▸ EXTRACT TO READ:
╔══

Oh, Say Can You See… Somebody Done Somebody Wrong…

This recent spate of patriotic holidays has got me thinking about country music. It’s not that I’m an aficionado of that genre by any stretch of the imagination. It’s just that the songs brilliantly capture the anguish of “somebody done somebody wrong”. For me, the anguish is that spiritual-emotional space where the personal meets the political, an embodiment of fragmentation. It is the hollowed-out pit in my stomach as I respond with expedient politeness to a well-intentioned “Happy 4th”, and now to newly minted, federally-approved “Happy Juneteenth” greetings. Each display of rah-rah flag-waving triggers the anguish of “love gone wrong” as does the self-congratulatory fanfare that passes itself off as patriotism. I do enjoy the holiday backyard cookouts, mostly because they summon childhood memories of East Orange summers with my Uncle Bennie.

He was a World War II veteran who served up a feast of food and love to family and friends every 4th of July. Even now I look forward to the over-wrought flourishes of Tchaikovsky’s 1812 and the dazzling fireworks over the Charles River. It’s when holiday rituals become festivals of mandatory dissociation that my soul cringes. It’s when the performance of patriotism demands erasure of memory, denial of reality, and when that level of suppression doesn’t work, the annihilation of truth (and truth-tellers).

 

How does it feel to love a country that doesn’t love you back? Before Frederick Douglass issued his scathing indictment of July 4th revelries, Maria (ma-rye-ah) W. Stewart urged resistance to the tyranny of legalized oppression in a land founded on professed love of equality. No doubt it was the anguish of repudiated love that spurred Frederick Douglass to describe Independence Day celebrations as “an unholy license”, “mere bombast”, and “brass-fronted impudence”. Although he later recruited his own sons to fight for the preservation of the nation, Frederick Douglass must have felt the pangs of love gone wrong. Could Stewart and Douglass have known how painfully prescient their 19th-century orations would prove in 21st century American life?

 

In the 21st century, “love gone wrong” manifests as collectivized antipathy rooted in white supremacy and its corollaries, indigenous exploitation, and anti-black racism. The violence of anti-black racism and indigenous exploitation is not a betrayal of this nation’s founding principles, it is a revelation of the Founders’ consciousness, conscience, and commitment. I know. Racism is more than a “black and white” issue. My point is this: Until we generate the collective will – the courage to tell our fuller truths about the transgenerational traumas that shape our imagination of who we are as a nation, we will continue to normalize the cruel betrayals that plague 21st-century life in these United States.

 

racial injustice

 

Cruelty can start as a whisper. And as Maria Stewart put it: “It is harder to kill a whisper than even a shouted calumny”. Perhaps that explains our collective complicity with cruelty: perhaps the whispers are so normalized that they seem inconsequential, so “soft” that we don’t even hear them. Often the whispers start with co-optation of language. Language is used to mystify reality or to protect the interests of the power wielders. Take for example the edict from the International Olympics Committee (IOC) banning “political” statements that contribute to “divisive disruption” and “disrespect” to other athletes. What requires notice here is how they choose to determine what is or is not political, what is or is not disruptive, and divisive. Whenever athletes raise a fist, take a knee, or stand at rapt attention with hand over heart, they are making a political statement, one that might well challenge the lived experience of other athletes. For a power-wielding body to decide whose experience matters and whose experience is worthy of expression is a profoundly political act; it is an enactment of power that affirms and validates one group through the denigration of another. What makes that power abusive is the pretense that it doesn’t exist.

╚══

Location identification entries
╔══

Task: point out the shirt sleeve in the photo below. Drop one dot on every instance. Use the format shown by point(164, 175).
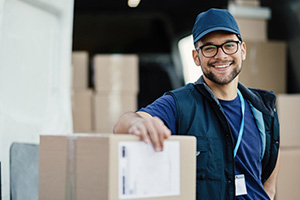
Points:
point(165, 109)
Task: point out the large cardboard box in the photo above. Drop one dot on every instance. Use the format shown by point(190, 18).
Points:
point(82, 110)
point(105, 167)
point(108, 107)
point(116, 72)
point(288, 182)
point(251, 18)
point(253, 29)
point(265, 66)
point(288, 113)
point(80, 63)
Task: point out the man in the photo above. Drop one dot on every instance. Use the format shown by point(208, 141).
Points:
point(237, 128)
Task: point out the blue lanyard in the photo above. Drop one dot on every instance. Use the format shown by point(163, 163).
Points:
point(242, 123)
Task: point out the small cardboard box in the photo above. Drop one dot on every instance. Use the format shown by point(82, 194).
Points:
point(108, 107)
point(265, 66)
point(288, 113)
point(92, 166)
point(82, 110)
point(80, 63)
point(288, 181)
point(116, 72)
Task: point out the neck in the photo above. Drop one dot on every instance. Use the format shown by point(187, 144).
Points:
point(223, 92)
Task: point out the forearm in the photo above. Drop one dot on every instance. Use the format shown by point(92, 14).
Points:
point(124, 123)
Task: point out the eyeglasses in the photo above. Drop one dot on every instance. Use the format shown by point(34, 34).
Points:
point(210, 50)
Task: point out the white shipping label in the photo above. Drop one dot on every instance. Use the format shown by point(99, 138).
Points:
point(144, 173)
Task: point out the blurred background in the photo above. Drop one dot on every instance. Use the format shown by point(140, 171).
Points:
point(75, 66)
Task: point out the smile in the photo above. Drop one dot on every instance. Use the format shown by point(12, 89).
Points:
point(221, 66)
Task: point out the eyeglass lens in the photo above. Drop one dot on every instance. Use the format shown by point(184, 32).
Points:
point(212, 50)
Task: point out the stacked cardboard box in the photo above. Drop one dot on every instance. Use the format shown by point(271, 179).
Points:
point(116, 89)
point(288, 182)
point(102, 167)
point(82, 110)
point(82, 94)
point(265, 65)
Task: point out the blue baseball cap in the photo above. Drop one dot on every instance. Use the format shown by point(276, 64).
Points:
point(214, 20)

╚══

From the essay on patriotic holidays, write out the passage between "This recent spate" and "my Uncle Bennie.", inclusive.

▸ COMPLETE ANSWER:
This recent spate of patriotic holidays has got me thinking about country music. It’s not that I’m an aficionado of that genre by any stretch of the imagination. It’s just that the songs brilliantly capture the anguish of “somebody done somebody wrong”. For me, the anguish is that spiritual-emotional space where the personal meets the political, an embodiment of fragmentation. It is the hollowed-out pit in my stomach as I respond with expedient politeness to a well-intentioned “Happy 4th”, and now to newly minted, federally-approved “Happy Juneteenth” greetings. Each display of rah-rah flag-waving triggers the anguish of “love gone wrong” as does the self-congratulatory fanfare that passes itself off as patriotism. I do enjoy the holiday backyard cookouts, mostly because they summon childhood memories of East Orange summers with my Uncle Bennie.